以下に示す脂肪織炎についての文章を、最後の文の次から書き継いでください。

* 提供された抜粋 *
::::::

大きなしこりができ、膿が出る
感染性と無菌性に分かれる「脂肪織炎」
「脂肪織炎」とは聞き慣れない病名だが、しこりに穴が開いて膿が出る病気で、体のあちこちに発症することも。
中でも近年、M・ダックスフンドの間で増えている無菌性の脂肪織炎には、特に注意したい。

【症状】
体幹部に大きなしこりができ、先端に穴が開いて膿が出る

イラスト
illustration:奈路道程

 皮膚(表皮と真皮)の下には、いわゆる皮下脂肪といわれる脂肪組織「皮下脂肪(組)織」があり、体を衝撃や寒さから守っている。この「脂肪織」に何らかの要因で炎症が起こる病気が「脂肪織炎」である(内臓の周囲にも脂肪織があるが、そこで脂肪織炎が発症しているかどうかは、外から分かりにくいこともあり、ここでは扱わない)。
 脂肪織炎は、主に胸やおなか、脇腹や背中などの体幹部に発症し、発症前後に発熱することもある。最初、小さかったしこりが腫れて盛り上がり、やがてその真ん中が突出して、まるで噴火口のように穴が開き、膿が出てくる。時には、体のあちこちで発症することもある。放置すれば、開口部から新たに細菌が侵入したりして、炎症が脂肪織下の骨や筋肉などに広がれば大変なことになりかねない。
 脂肪織炎の要因は様々で、大きく、細菌や真菌などの感染症によって起きる「感染性脂肪織炎」と、細菌感染とは無縁な「無菌性脂肪織炎」に分けられる(後述するが、無菌性脂肪織炎にも要因がいくつか考えられる)。

::::::

* 提供データ *
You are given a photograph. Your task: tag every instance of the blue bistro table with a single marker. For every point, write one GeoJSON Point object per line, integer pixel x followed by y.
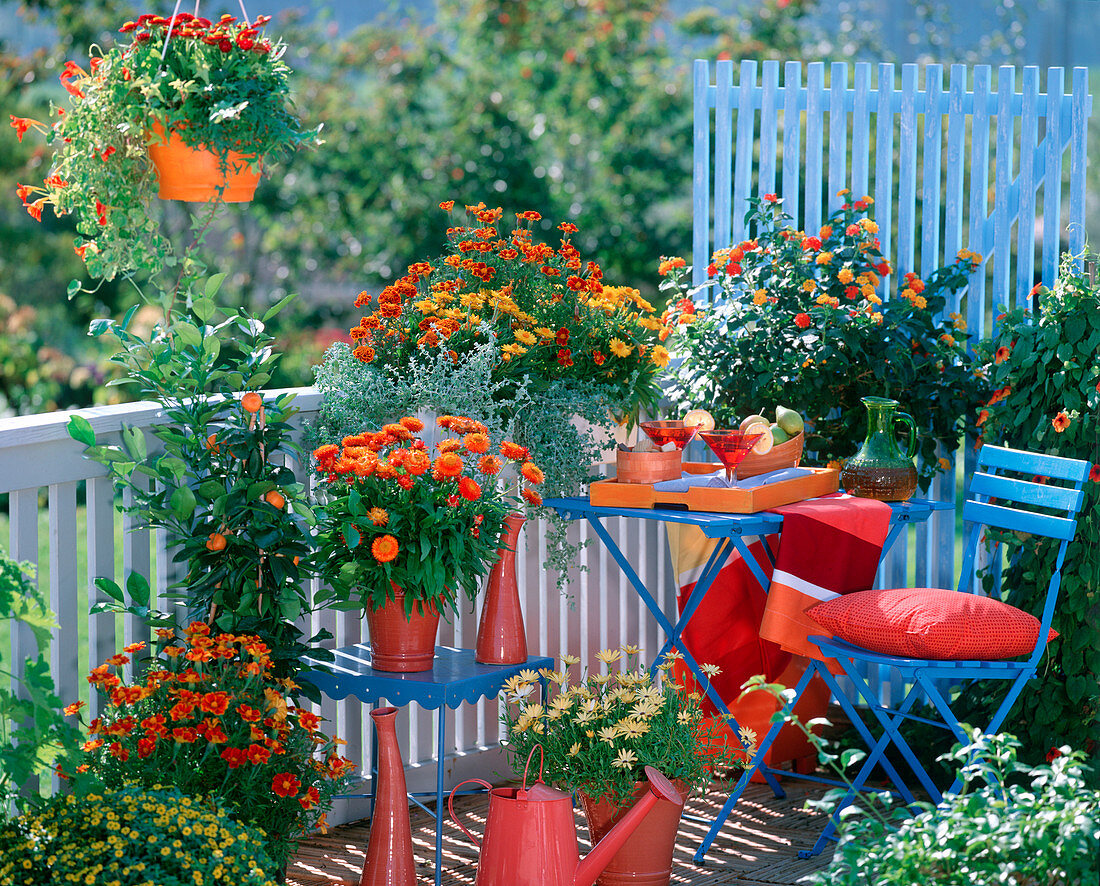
{"type": "Point", "coordinates": [730, 532]}
{"type": "Point", "coordinates": [453, 679]}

::::::

* 本課題の結果 *
 「感染性」と「無菌性」の場合、治療法が異なるため、確定診断せずに治療を始めると、かえって症状を悪化させるケースもある。
 もし、愛犬の体幹部にしこりを見つけたら、症状がひどくなる前に動物病院できちんと診断してもらい、適切な治療を受けることが大切である。

【原因とメカニズム】
細菌感染や遺伝的な免疫介在性疾患など
  ●感染性脂肪織炎
 感染性脂肪織炎は、先にも触れたが、何らかの細菌や真菌が皮下脂肪織に侵入し、増殖して発症するものである。例えば、先の鋭い木片が刺さったり、猫のつめに引っかかれ、傷口が皮下に達して炎症を起こしたり、皮膚のデキモノが化膿して、皮下まで炎症が広がったりすれば、このようなことが起こり得る。この場合、患部が限局していることが多い。しかし、発症時、体調が悪かったり、他の病気にかかっていたりして免疫力が低下していれば、体のあちこちに広がる可能性がある。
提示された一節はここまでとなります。